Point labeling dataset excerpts
==========

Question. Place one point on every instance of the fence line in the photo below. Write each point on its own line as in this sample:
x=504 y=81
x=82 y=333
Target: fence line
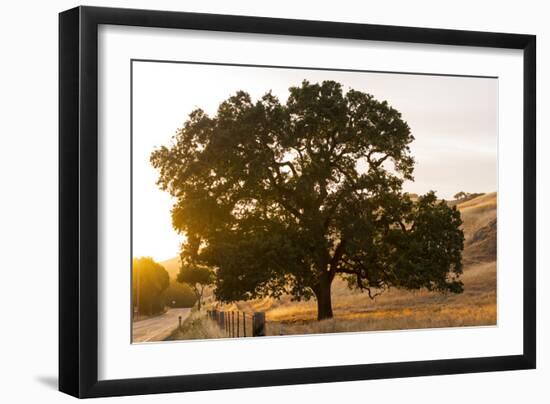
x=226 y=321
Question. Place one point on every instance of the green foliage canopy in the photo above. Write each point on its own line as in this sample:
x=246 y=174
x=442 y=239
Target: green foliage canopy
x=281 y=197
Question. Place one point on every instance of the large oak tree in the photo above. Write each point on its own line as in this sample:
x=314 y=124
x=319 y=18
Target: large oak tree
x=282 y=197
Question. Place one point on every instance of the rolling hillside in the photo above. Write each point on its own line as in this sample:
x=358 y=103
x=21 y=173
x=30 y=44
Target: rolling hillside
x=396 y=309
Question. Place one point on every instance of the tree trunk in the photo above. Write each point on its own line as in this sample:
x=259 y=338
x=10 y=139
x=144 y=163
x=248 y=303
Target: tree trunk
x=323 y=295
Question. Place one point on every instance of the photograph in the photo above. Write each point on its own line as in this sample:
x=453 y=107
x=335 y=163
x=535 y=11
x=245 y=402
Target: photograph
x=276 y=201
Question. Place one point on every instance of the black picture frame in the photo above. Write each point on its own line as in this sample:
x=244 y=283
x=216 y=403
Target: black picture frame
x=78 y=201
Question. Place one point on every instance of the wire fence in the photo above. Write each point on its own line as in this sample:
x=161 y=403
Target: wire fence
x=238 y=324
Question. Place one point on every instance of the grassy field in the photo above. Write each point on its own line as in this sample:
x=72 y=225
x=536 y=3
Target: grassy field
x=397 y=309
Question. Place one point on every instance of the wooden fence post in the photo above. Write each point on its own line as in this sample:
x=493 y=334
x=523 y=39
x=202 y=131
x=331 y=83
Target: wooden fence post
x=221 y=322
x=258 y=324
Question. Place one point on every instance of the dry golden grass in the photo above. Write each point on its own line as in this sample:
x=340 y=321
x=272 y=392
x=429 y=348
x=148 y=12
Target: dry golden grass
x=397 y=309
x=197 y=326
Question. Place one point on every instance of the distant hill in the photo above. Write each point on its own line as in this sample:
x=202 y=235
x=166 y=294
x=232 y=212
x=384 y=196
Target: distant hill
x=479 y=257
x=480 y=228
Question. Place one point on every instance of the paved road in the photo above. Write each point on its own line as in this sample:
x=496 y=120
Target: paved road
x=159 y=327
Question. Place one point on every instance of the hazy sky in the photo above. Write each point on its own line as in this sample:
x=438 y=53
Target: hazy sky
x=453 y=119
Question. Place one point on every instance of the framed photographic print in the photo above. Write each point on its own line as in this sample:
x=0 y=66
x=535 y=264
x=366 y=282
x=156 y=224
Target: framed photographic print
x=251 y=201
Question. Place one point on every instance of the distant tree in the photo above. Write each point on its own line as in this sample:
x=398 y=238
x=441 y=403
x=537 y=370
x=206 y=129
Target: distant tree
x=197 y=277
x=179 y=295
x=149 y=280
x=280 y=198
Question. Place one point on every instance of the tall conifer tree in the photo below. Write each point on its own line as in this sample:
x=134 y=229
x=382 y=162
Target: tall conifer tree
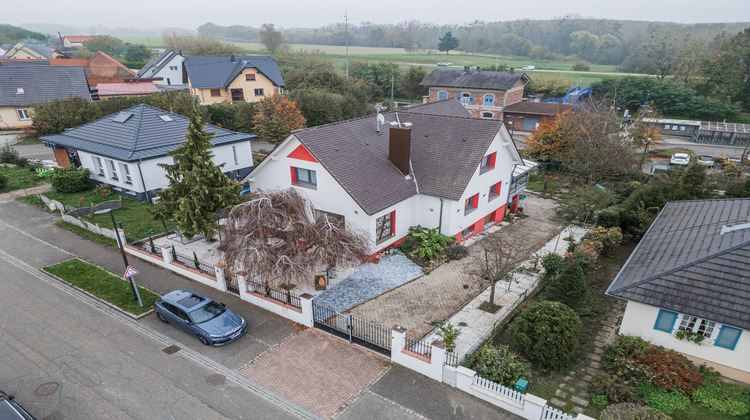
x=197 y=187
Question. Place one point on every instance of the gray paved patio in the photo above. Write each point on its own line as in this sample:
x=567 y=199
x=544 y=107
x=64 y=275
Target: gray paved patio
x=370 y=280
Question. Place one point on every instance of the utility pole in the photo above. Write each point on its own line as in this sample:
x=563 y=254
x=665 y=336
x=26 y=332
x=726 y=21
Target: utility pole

==========

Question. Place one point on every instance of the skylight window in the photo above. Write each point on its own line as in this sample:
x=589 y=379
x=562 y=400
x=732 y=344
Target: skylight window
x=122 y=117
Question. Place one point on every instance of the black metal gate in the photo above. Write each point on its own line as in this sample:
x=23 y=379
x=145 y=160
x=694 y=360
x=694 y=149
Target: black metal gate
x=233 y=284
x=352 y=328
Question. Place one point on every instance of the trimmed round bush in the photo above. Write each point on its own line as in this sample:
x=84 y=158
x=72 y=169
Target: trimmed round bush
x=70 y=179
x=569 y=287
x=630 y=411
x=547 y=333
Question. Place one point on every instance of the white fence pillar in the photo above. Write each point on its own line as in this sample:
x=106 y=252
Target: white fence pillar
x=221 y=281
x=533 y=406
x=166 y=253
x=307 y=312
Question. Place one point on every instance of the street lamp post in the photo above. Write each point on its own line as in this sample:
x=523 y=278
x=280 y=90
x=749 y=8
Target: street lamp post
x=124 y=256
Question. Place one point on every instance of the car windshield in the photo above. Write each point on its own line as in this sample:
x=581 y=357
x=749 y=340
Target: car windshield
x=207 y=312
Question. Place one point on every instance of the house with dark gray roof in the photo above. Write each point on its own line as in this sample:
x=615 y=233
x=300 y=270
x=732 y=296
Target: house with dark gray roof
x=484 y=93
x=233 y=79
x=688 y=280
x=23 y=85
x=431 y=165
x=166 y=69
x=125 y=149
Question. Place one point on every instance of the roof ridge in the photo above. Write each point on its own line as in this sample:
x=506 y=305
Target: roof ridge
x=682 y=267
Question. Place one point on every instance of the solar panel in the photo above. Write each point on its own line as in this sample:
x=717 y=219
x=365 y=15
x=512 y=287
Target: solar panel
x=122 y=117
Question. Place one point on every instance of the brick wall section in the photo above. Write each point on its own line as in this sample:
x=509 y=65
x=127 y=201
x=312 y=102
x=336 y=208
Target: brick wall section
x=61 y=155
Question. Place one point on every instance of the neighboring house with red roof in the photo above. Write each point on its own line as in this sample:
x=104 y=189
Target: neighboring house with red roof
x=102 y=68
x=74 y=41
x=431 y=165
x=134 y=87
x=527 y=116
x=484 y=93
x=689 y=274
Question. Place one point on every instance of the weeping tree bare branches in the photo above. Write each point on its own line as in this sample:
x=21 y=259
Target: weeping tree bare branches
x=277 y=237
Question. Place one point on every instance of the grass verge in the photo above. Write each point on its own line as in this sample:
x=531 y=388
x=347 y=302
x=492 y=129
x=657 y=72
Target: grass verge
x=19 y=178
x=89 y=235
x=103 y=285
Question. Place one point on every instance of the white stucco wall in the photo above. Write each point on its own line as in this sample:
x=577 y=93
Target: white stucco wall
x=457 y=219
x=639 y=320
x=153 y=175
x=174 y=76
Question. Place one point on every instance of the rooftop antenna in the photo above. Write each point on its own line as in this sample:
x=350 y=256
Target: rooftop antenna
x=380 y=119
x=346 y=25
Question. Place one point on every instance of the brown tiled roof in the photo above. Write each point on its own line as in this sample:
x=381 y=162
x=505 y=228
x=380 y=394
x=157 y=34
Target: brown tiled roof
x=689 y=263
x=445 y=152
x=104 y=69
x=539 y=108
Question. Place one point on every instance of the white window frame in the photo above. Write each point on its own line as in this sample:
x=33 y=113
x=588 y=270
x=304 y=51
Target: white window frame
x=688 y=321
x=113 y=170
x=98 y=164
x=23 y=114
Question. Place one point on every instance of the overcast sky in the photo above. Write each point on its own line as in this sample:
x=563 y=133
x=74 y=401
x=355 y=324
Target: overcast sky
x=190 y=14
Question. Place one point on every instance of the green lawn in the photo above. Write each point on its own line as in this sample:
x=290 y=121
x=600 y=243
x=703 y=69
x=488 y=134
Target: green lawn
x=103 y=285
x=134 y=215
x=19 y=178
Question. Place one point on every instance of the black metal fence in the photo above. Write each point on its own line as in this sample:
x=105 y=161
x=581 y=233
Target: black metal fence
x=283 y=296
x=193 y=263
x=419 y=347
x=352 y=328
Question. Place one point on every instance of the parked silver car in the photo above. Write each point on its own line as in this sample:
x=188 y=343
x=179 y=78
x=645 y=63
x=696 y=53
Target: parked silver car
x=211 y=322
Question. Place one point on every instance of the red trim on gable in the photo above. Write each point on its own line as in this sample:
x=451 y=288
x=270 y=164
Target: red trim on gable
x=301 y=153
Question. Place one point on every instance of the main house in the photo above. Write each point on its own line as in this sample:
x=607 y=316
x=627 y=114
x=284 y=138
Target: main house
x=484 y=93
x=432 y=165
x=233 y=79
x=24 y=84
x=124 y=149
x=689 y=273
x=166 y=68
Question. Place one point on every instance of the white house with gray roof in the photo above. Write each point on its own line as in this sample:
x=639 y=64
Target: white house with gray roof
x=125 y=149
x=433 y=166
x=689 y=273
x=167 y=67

==========

Written exercise:
Rewrite the part of the records that opens with the line containing "Question. Place one point on every instance of the hazy" and closes with the line containing "Target: utility pole", substituting "template" for every "sample" and leaving everything else unchanged. Omit the pictures.

The completed task:
Question. Place one point on every instance of the hazy sky in the photo above. Write each point on its own line as in this template:
x=438 y=53
Target: hazy sky
x=453 y=119
Question. Place one point on every instance of the framed photographic print in the photo above. Write each point on its own line as in this template:
x=0 y=66
x=535 y=264
x=366 y=282
x=156 y=224
Target: framed photographic print
x=251 y=201
Question. Place one point on every instance of the distant tree in the photo above. Write each point on its own line as in this template:
x=398 y=238
x=441 y=403
x=537 y=370
x=206 y=129
Target: distant tree
x=197 y=277
x=179 y=295
x=149 y=280
x=280 y=198
Question. Place one point on every instance of the tall conifer tree in the photo below. Write each point on its own line as in this template:
x=134 y=229
x=382 y=162
Target: tall conifer tree
x=197 y=187
Question. Place one point on every instance of the gray paved patio in the photo above. Write each point on its own line as in this template:
x=567 y=199
x=544 y=107
x=64 y=275
Target: gray paved patio
x=370 y=280
Question. Place one point on every instance of the utility pole in the photo above. Write each point on its own line as in this template:
x=563 y=254
x=665 y=336
x=26 y=332
x=726 y=21
Target: utility pole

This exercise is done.